Start of Block

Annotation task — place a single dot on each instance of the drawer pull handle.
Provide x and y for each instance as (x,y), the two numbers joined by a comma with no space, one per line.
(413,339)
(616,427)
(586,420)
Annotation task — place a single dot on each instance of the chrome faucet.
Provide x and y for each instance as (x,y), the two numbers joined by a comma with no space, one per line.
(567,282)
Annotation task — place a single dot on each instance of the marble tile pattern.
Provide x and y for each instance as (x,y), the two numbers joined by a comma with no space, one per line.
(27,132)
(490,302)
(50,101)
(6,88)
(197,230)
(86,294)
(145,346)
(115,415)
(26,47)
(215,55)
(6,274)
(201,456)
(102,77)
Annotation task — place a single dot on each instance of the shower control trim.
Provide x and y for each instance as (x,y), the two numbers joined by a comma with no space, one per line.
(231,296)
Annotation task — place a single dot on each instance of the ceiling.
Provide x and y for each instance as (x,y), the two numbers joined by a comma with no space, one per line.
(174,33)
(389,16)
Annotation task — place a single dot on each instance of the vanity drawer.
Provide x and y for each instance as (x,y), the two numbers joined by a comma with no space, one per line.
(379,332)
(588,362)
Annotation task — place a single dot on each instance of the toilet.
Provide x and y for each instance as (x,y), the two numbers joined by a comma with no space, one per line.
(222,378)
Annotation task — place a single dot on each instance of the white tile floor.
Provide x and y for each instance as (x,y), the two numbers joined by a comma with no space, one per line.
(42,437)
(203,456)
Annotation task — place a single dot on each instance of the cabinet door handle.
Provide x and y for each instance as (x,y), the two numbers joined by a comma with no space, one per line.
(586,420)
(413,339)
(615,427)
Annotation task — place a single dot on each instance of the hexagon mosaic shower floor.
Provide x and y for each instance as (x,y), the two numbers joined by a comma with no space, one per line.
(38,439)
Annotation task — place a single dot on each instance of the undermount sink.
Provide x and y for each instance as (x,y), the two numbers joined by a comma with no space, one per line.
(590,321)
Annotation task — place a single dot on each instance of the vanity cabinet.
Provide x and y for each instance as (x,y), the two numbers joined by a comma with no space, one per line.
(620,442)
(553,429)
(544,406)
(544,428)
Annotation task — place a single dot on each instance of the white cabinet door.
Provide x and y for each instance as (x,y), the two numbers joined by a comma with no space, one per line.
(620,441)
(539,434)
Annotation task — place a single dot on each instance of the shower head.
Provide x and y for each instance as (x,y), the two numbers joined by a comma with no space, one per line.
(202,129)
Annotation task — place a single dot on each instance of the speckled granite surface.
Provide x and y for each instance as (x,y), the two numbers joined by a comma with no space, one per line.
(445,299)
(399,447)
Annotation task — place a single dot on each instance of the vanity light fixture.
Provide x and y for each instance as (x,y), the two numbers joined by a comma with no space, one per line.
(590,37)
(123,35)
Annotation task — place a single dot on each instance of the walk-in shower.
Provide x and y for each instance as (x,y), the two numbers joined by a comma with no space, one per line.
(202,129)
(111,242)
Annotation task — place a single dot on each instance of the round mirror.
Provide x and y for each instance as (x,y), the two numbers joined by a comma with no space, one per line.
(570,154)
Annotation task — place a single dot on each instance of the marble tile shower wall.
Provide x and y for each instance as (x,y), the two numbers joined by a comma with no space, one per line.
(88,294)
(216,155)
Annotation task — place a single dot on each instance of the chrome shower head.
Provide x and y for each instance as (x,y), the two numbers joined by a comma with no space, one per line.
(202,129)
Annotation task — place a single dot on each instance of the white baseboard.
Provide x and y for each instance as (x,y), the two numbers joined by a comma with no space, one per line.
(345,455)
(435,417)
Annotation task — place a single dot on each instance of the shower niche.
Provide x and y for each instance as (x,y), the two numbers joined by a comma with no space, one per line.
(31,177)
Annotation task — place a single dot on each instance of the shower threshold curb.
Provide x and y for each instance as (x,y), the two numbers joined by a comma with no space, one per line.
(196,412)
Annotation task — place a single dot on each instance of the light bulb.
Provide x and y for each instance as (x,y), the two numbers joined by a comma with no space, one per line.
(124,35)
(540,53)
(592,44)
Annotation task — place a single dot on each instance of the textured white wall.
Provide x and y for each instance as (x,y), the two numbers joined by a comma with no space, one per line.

End of Block

**Description of the task**
Write out again, exactly, the line containing "textured white wall." and every later line of the records. Omit the rest.

**Result of the task**
Annotation task — place a single dot on each instance of the textured white wall.
Provide x and y for each instance as (x,y), the two numbers joined by a comma with no space, one per line.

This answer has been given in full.